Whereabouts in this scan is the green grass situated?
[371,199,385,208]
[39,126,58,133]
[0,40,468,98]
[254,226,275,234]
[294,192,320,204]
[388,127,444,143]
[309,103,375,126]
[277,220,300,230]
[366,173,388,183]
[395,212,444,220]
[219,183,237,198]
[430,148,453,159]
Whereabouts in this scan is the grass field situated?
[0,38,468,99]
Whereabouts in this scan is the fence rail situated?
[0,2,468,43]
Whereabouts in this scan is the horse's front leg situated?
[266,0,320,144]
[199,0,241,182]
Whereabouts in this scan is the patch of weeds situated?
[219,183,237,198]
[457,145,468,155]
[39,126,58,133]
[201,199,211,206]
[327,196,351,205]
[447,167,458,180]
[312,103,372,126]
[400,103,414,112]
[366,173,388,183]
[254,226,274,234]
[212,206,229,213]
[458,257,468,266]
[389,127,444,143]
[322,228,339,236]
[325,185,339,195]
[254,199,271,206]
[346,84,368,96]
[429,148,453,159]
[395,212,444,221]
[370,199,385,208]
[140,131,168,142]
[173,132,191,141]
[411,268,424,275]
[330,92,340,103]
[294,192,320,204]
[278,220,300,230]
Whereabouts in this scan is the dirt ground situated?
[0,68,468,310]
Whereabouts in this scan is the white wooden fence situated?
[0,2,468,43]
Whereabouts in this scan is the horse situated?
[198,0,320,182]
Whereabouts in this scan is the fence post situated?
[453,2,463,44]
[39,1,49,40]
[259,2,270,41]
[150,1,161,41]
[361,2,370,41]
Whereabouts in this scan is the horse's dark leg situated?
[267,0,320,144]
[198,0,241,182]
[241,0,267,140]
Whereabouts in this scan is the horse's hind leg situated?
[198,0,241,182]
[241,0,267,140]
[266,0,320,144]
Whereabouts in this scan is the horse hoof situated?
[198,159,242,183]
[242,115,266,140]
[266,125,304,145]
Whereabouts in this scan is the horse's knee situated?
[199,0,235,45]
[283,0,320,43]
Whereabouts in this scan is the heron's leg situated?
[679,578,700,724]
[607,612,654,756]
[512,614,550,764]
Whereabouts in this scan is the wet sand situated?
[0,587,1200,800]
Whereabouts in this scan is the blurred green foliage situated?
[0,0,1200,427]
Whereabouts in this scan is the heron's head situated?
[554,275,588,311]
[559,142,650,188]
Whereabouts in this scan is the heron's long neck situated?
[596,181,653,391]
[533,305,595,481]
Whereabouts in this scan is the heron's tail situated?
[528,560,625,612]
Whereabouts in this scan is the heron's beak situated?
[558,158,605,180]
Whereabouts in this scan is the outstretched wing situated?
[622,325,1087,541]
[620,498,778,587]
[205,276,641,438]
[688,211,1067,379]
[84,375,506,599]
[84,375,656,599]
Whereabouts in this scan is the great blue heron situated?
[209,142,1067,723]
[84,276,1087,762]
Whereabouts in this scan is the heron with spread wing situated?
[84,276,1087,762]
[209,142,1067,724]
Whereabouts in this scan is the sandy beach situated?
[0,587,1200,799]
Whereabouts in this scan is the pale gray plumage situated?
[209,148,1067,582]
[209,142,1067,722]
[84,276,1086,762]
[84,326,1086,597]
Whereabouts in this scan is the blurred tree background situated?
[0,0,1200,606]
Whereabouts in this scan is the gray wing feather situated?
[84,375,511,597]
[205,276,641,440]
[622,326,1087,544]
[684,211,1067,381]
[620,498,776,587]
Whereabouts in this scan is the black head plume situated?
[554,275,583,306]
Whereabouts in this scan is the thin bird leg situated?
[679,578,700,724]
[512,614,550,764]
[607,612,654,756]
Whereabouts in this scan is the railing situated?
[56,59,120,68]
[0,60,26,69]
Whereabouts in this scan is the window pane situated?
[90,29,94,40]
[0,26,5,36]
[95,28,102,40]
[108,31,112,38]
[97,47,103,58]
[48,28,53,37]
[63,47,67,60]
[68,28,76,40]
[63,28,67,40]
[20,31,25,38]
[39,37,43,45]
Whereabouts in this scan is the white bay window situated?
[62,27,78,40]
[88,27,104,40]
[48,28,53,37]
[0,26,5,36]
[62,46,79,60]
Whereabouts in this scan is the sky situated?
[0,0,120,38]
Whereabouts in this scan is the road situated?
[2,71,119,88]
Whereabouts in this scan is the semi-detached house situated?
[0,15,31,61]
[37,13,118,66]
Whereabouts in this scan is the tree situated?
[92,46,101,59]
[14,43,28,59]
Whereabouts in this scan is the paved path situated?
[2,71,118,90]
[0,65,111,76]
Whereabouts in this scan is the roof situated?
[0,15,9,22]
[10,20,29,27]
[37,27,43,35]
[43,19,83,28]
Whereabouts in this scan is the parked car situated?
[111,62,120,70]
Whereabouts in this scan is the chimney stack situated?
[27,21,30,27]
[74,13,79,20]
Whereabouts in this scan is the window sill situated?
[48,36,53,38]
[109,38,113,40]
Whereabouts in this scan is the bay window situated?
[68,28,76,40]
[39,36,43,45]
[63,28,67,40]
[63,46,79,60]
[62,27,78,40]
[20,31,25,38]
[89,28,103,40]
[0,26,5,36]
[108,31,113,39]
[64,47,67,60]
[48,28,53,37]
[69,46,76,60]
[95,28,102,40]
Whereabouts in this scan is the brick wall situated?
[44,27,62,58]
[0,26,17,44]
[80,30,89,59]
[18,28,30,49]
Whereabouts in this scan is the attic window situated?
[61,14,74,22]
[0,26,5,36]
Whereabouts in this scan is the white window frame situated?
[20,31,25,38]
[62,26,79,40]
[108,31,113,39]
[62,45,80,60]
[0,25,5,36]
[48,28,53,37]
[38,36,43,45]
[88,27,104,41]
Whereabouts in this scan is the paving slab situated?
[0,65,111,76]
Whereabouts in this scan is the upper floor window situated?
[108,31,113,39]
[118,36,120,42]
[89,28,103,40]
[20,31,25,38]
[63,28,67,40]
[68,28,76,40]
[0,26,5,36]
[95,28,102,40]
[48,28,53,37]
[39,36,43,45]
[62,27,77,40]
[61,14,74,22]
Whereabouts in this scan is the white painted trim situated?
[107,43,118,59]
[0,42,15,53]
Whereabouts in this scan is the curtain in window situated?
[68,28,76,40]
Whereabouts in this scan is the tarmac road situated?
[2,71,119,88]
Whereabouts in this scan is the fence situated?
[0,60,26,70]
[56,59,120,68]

Written task:
Quote everything from the first row down to the line containing "[0,0,1200,427]", both included.

Task output:
Whereabouts in this scan is the green grass situated?
[371,199,385,208]
[39,126,58,133]
[0,40,468,98]
[254,226,275,234]
[294,192,320,204]
[388,127,444,143]
[309,103,375,126]
[277,220,300,230]
[366,173,388,183]
[395,212,444,220]
[219,183,237,198]
[430,148,453,159]
Whereabouts in this scan is the grass field situated?
[0,38,468,99]
Whereabouts in this scan is the fence rail situated?
[0,2,468,43]
Whereabouts in this scan is the horse's front leg situated?
[266,0,320,144]
[199,0,241,182]
Whereabouts in this scan is the patch of weeds situated?
[219,183,237,198]
[457,145,468,155]
[39,126,58,133]
[201,199,211,206]
[327,196,351,205]
[447,167,458,180]
[312,103,372,126]
[400,103,414,112]
[366,173,388,183]
[254,226,274,234]
[212,206,229,213]
[458,257,468,266]
[389,127,444,143]
[322,228,339,236]
[325,185,339,195]
[254,199,271,206]
[346,84,368,96]
[429,148,453,159]
[395,212,444,221]
[370,199,385,208]
[140,131,168,142]
[173,132,191,141]
[411,268,424,275]
[330,92,340,103]
[294,192,320,204]
[278,220,300,230]
Whereabouts in this scan is the dirt ground situated?
[0,68,468,310]
Whereabouts in this scan is the white wooden fence situated?
[0,2,468,43]
Whereabouts in this scan is the horse situated?
[198,0,320,182]
Whereabouts in this scan is the fence post situated?
[453,2,463,44]
[39,1,49,40]
[259,2,270,41]
[150,1,161,41]
[361,2,370,41]
Whereabouts in this scan is the horse's dark leg situated?
[267,0,320,144]
[198,0,241,182]
[241,0,267,140]
Whereabouts in this scan is the horse's hind leg situated?
[198,0,241,182]
[241,0,267,140]
[266,0,320,144]
Whereabouts in this scan is the horse hoof situated?
[198,159,242,183]
[242,115,266,140]
[266,125,304,145]
Whereabouts in this scan is the horse's knee situated?
[199,0,235,45]
[283,0,320,43]
Whereabouts in this scan is the heron's leg situated?
[679,578,700,724]
[607,612,654,756]
[512,614,550,764]
Whereabouts in this scan is the wet sand situated?
[0,587,1200,800]
Whereabouts in this scan is the blurred green foliage situated?
[0,0,1200,427]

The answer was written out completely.